● **Goal**: Count how many lines of the records contain the word "turquoise", treating uppercase and lowercase letters as different, and give only that number.

● **Records provided**:
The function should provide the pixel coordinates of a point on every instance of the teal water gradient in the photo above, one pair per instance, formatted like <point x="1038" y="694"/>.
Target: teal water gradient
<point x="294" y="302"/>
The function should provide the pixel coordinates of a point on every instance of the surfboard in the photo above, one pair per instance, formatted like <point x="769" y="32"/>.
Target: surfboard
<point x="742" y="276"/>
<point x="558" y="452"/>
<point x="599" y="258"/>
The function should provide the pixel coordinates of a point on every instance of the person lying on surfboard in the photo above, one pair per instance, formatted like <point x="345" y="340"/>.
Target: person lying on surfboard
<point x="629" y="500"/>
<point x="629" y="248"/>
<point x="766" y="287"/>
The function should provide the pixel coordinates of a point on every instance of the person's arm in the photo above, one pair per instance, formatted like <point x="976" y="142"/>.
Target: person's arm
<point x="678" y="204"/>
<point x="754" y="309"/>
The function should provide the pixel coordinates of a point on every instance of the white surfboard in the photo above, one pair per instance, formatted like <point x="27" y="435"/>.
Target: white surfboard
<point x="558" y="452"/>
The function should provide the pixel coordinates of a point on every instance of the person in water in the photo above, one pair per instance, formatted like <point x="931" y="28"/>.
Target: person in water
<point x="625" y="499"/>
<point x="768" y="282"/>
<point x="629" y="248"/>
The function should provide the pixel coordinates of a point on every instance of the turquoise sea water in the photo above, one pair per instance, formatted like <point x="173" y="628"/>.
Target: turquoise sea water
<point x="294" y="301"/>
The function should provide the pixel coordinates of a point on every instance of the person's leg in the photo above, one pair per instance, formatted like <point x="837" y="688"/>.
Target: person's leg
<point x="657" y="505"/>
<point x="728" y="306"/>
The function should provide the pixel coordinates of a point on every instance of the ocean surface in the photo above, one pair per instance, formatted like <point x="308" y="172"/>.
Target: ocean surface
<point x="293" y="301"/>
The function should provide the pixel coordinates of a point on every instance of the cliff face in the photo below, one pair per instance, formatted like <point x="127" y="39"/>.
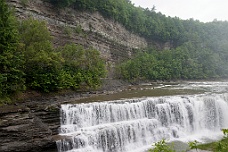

● **Exercise response**: 2